▸ **READING PASSAGE**:
—————

But, I'm not sure: significant things demand significant attention. And I'm not sure if, in this case, significant attention requires something as significant as it's own website. I mean, after all, Brett and Lenore did it. They took the plunge. They tried to orchestrate their own little construction in the midst of a larger one.
A decision is immenent: I pondered it a little, even stretching to consider a domain name fitting for the grand event. But I think, perhaps, that this -- here -- is where this site becomes more interesting. And so, simply, I'll avoid the tangled distractions of yet another website, and focus my energies here. And begin the bold story of another, less abstract garden, somewhere in a little prairie town called Edmonton.
Thus: a new theme... build and home. The story of the following, begins:
The city, it seems, has woven us a step deeper into it's patterns. It hasn't consumed us, but rather than rootless waifs dancing across its surface, we are setting tendrils and finding our place. Last night, amidst a flury of random emotions, we started a "file."

—————

▸ **REQUIRED ACTION 1**: Decide whether each statement agrees with the blog excerpt, answering yes or no and quoting the words that settle it: (a) The writer decides to set up a separate website for the event. (b) The town named in the excerpt is a prairie town called Edmonton. (c) The writer says the city has consumed them.
▸ **REQUIRED ACTION 2**: Quote the part of the blog excerpt that opens with the words containing "A decision is" and closes with "town called Edmonton.".
▸ **REQUIRED ACTION 3**: List every proper name that appears in the blog excerpt.
Nothing in the listing is needed for this work.

[Listing excerpted from a collection]
—————

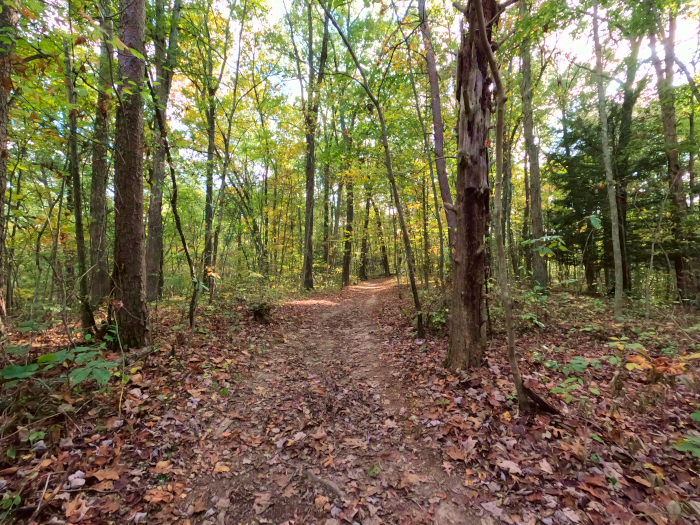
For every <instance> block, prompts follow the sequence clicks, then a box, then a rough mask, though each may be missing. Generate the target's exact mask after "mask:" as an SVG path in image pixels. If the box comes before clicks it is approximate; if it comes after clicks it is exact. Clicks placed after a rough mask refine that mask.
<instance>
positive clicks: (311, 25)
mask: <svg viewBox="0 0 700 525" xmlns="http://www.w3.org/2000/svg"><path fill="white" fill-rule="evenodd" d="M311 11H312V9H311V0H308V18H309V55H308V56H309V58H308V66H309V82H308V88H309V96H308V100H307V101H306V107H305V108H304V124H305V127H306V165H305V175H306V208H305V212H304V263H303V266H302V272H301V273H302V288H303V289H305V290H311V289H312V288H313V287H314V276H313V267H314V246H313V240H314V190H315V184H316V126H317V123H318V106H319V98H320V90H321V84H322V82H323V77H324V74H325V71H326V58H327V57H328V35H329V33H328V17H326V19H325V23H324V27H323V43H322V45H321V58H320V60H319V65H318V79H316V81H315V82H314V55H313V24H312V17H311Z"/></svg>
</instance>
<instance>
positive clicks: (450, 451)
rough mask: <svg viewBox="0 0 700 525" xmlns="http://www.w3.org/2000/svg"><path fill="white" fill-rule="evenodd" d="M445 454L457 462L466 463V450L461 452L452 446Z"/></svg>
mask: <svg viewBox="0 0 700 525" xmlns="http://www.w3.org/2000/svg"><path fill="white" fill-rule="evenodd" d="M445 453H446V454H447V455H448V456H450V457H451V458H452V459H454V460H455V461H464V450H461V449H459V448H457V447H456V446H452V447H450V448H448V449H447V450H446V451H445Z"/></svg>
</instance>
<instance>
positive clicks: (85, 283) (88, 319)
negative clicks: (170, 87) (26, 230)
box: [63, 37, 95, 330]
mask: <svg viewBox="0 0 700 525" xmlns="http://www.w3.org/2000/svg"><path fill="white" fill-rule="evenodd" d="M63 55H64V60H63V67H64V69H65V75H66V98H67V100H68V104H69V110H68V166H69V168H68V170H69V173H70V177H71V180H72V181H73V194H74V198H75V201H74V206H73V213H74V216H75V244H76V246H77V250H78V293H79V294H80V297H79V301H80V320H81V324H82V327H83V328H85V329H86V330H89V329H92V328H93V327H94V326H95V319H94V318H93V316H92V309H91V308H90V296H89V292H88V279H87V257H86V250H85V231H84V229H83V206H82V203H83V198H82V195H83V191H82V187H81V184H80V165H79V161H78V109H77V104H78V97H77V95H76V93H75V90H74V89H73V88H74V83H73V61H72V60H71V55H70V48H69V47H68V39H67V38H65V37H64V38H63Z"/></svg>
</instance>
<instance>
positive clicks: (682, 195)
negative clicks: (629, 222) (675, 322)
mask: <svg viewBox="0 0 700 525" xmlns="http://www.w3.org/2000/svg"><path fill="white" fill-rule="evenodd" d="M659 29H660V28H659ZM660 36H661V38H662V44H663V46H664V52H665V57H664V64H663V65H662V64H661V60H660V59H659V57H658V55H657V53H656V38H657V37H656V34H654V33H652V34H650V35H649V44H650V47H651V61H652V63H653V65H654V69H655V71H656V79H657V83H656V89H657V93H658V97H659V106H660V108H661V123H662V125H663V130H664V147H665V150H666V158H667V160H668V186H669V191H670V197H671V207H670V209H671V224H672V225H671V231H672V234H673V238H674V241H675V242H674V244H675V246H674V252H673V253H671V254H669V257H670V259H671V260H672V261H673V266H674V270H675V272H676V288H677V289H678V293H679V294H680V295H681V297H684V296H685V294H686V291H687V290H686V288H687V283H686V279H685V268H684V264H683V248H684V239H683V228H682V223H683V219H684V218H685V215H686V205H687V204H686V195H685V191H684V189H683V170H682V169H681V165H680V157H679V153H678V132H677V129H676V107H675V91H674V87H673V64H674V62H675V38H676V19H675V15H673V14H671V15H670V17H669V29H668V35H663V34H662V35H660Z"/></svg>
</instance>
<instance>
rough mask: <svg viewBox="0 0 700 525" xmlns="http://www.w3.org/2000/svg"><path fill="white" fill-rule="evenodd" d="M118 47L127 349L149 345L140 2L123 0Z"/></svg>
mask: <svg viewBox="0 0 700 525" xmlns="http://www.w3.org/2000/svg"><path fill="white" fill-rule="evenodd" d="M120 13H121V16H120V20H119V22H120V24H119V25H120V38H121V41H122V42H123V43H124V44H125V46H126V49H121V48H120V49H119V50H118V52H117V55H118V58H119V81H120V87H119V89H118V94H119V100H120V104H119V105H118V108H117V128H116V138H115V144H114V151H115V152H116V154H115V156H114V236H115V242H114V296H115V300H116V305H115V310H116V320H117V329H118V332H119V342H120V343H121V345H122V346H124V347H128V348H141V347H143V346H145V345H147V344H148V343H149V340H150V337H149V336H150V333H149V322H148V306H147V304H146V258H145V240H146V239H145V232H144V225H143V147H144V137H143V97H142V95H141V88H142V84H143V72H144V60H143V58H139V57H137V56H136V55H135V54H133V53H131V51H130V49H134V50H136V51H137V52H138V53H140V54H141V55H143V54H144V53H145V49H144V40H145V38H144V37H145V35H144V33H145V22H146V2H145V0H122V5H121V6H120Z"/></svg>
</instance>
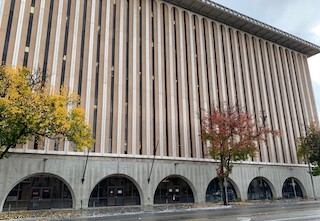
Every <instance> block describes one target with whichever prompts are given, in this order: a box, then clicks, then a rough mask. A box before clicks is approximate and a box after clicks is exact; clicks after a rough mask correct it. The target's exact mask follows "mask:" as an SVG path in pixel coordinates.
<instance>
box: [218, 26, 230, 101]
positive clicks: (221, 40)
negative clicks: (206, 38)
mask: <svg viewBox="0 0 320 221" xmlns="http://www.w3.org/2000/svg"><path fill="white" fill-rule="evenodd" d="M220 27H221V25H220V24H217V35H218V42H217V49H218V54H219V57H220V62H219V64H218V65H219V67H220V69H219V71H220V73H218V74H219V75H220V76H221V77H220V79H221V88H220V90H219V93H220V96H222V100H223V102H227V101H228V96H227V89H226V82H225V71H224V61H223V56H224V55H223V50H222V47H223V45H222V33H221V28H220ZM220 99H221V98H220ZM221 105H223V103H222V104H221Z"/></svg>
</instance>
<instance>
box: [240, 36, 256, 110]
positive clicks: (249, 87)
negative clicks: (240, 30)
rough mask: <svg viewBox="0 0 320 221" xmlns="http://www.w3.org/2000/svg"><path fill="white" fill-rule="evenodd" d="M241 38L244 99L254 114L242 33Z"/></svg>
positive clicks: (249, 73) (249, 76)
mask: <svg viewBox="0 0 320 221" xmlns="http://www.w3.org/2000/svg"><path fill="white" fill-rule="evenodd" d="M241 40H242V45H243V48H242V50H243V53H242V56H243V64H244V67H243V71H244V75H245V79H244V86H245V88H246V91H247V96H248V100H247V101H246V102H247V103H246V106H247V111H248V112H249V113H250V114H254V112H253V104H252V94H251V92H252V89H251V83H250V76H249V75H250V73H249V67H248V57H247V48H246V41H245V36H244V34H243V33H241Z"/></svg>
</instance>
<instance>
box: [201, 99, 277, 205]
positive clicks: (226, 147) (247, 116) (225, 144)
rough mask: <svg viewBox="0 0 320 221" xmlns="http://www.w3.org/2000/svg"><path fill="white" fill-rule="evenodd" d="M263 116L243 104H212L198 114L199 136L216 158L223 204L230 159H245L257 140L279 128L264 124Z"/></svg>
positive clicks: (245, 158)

—————

▸ **EXPECTED ANSWER 1**:
(a) No: "I'll avoid the tangled distractions of yet another website, and focus my energies here."
(b) Yes: "somewhere in a little prairie town called Edmonton."
(c) No: "It hasn't consumed us"

▸ **EXPECTED ANSWER 2**:
A decision is immenent: I pondered it a little, even stretching to consider a domain name fitting for the grand event. But I think, perhaps, that this -- here -- is where this site becomes more interesting. And so, simply, I'll avoid the tangled distractions of yet another website, and focus my energies here. And begin the bold story of another, less abstract garden, somewhere in a little prairie town called Edmonton.

▸ **EXPECTED ANSWER 3**: Brett, Lenore, Edmonton